**Exercise objective:**
In the entries that follow, find the line containing "225, row 129.", then output exactly every line from the first through that one.

Natural-language object grounding data:
+++
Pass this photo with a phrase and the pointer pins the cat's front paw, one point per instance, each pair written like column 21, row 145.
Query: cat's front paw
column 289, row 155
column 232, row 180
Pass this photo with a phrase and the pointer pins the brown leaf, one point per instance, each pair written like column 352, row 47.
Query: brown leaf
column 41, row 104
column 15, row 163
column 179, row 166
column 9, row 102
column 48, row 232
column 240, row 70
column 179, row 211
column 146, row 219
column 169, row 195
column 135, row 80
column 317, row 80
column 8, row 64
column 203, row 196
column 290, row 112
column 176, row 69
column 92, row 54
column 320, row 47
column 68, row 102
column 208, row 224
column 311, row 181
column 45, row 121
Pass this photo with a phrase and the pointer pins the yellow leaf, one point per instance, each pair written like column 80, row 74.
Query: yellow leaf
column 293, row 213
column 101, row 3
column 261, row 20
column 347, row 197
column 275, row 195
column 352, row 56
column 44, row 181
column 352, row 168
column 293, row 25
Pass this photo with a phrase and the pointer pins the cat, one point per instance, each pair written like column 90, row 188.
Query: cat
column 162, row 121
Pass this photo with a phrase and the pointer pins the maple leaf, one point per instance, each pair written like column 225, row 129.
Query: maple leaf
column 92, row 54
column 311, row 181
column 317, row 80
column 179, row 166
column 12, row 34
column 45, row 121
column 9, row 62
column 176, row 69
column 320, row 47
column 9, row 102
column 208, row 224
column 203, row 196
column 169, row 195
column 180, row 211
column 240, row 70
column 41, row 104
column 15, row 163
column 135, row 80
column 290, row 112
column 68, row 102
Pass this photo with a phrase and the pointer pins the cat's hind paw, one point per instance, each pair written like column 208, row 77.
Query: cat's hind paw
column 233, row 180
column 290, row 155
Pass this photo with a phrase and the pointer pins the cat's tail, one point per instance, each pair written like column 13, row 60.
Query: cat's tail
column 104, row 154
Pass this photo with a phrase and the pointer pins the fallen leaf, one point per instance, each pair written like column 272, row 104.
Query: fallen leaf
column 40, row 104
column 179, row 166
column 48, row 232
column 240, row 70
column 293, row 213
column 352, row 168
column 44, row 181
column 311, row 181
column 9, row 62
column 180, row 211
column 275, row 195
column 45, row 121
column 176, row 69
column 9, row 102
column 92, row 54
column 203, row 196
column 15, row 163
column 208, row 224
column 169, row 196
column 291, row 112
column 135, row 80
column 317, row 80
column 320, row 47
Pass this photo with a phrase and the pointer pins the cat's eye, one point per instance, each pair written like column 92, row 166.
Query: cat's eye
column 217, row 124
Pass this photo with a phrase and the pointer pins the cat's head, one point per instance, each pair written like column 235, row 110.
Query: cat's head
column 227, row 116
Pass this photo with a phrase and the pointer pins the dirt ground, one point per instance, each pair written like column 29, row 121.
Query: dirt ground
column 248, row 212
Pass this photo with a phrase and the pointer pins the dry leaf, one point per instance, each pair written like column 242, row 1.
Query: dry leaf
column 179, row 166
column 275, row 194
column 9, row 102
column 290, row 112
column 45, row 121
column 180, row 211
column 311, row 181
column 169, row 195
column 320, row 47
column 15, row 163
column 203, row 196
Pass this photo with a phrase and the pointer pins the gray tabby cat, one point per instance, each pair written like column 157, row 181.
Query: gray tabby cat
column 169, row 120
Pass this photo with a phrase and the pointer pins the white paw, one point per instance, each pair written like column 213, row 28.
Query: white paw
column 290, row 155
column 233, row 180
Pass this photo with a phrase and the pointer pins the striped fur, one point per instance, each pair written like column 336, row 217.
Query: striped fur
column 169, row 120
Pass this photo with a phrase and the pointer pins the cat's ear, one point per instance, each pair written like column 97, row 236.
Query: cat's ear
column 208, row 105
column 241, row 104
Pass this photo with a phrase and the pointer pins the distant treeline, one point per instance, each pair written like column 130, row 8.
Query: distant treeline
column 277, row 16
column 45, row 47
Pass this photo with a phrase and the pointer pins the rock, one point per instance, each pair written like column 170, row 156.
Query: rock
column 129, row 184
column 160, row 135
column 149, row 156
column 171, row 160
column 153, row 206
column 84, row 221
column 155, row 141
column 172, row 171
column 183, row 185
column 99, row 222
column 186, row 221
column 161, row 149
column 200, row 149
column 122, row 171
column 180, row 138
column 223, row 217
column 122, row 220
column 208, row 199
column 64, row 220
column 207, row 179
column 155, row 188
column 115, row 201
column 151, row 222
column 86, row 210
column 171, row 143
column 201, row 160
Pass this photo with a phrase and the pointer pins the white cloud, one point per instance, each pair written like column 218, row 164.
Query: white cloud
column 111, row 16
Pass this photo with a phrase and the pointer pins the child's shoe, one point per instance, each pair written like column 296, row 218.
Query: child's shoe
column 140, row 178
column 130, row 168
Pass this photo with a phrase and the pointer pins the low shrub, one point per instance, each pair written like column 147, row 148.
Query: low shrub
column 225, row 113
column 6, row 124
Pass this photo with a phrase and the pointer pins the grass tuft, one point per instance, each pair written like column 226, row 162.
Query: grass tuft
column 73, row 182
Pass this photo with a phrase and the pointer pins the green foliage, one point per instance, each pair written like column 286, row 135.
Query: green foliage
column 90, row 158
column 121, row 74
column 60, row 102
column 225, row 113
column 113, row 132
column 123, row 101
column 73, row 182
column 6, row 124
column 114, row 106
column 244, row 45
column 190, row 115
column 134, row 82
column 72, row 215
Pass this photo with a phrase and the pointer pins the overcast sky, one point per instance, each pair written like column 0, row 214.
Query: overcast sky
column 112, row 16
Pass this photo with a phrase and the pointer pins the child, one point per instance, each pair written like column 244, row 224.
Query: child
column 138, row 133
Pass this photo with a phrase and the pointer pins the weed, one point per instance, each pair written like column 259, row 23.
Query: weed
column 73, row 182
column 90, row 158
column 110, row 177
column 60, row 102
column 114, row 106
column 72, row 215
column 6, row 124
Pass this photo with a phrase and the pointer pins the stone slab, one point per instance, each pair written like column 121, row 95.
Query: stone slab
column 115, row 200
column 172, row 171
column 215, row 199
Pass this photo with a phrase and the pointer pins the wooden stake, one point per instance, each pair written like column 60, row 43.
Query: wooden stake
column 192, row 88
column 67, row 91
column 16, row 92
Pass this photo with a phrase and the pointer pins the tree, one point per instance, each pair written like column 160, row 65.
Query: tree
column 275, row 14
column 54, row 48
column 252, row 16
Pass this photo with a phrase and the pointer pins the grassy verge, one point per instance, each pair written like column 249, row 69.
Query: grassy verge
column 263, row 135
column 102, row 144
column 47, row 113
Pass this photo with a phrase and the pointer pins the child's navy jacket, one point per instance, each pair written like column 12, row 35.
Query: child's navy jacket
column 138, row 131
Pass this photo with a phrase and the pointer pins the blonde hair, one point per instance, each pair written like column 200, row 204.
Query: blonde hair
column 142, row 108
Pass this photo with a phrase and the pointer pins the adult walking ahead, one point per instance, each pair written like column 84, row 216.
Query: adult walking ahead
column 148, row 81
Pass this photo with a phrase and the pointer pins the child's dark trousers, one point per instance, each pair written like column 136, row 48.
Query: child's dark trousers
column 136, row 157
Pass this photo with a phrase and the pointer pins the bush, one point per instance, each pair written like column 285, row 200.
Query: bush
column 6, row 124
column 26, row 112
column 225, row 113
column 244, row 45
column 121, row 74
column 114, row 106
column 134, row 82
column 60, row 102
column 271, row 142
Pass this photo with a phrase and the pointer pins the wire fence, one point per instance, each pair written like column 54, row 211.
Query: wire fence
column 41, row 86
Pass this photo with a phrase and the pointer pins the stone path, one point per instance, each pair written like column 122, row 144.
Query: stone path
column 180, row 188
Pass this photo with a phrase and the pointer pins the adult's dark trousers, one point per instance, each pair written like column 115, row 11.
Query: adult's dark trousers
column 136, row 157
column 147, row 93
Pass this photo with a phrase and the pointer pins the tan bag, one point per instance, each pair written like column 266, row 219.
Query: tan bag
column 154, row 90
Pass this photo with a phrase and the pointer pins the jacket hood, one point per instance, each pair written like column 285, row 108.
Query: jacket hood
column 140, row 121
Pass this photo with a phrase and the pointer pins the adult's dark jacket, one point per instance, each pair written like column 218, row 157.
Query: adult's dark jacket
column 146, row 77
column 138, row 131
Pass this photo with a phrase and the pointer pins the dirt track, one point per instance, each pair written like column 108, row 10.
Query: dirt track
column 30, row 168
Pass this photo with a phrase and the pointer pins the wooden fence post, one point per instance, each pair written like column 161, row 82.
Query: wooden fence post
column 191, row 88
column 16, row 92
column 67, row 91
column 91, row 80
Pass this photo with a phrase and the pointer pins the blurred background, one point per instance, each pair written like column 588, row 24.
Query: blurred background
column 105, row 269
+++
**Output of the task:**
Pass this photo with a phrase and the pointer pins the cat's front paw, one point per instance, each pair written like column 21, row 145.
Query: cat's front paw
column 289, row 155
column 232, row 180
Pass this photo with a phrase and the pointer pins the brown leaf, one point per instance, each pair written like column 352, row 47.
Query: brown leaf
column 41, row 104
column 15, row 163
column 179, row 166
column 9, row 102
column 48, row 232
column 240, row 70
column 179, row 211
column 146, row 219
column 169, row 195
column 135, row 80
column 317, row 80
column 8, row 64
column 203, row 196
column 290, row 112
column 176, row 69
column 92, row 54
column 320, row 47
column 68, row 102
column 208, row 224
column 311, row 181
column 45, row 121
Pass this photo with a phrase and the pointer pins the yellow leaf, one point per instance, each pair written like column 80, row 74.
Query: yellow leaf
column 293, row 213
column 101, row 3
column 261, row 20
column 347, row 197
column 275, row 195
column 352, row 56
column 44, row 181
column 352, row 168
column 293, row 25
Pass this photo with a phrase and the pointer pins the cat, one point per instance, each pair written like column 90, row 188.
Query: cat
column 162, row 121
Pass this photo with a phrase and the pointer pins the maple leaf, one point per instance, each pair written like column 225, row 129.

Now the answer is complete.